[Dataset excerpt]
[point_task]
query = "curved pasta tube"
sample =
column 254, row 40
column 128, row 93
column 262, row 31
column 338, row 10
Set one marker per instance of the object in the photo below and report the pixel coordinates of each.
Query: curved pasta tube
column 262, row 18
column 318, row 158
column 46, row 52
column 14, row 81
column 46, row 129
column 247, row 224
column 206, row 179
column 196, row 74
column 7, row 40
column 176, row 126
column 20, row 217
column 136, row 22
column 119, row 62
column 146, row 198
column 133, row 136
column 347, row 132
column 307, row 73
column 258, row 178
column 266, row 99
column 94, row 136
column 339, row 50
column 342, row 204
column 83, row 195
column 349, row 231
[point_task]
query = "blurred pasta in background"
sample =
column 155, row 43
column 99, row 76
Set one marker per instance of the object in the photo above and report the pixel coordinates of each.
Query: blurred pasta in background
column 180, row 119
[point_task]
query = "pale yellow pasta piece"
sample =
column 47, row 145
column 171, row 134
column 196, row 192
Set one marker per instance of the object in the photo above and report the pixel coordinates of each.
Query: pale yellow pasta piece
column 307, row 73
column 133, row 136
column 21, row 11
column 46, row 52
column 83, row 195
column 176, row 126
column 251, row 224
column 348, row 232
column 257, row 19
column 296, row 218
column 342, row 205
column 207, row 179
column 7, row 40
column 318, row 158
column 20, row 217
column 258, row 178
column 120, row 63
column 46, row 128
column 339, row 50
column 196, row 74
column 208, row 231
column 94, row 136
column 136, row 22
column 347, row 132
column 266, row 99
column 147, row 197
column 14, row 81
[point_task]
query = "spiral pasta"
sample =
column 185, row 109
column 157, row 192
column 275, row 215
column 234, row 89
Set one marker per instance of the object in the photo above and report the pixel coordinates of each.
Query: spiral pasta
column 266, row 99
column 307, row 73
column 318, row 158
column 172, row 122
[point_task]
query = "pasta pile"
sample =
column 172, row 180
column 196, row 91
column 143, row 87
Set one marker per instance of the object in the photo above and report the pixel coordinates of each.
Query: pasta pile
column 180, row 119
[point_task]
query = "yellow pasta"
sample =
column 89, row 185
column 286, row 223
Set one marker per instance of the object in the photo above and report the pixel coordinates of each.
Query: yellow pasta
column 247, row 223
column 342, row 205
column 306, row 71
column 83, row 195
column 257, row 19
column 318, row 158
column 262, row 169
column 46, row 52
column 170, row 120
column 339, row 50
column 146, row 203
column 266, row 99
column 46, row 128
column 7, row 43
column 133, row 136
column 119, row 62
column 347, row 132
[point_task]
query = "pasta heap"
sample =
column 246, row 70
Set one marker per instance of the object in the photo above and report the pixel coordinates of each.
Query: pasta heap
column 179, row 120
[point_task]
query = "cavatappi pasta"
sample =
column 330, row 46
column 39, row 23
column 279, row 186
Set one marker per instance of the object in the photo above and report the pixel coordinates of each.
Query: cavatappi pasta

*Task to complete*.
Render the stretch of the entries above, from their start through the line containing "Query: curved pasta tube", as a numbered list, leaving out any blank lines.

*Output below*.
1. [point_task]
2. query = "curved pasta tube"
3. sample =
4. column 254, row 40
5. column 128, row 93
6. column 262, row 31
7. column 338, row 10
8. Set one marker per instance of the object in the photo below and report the pixel coordinates of each.
9. Query: curved pasta tube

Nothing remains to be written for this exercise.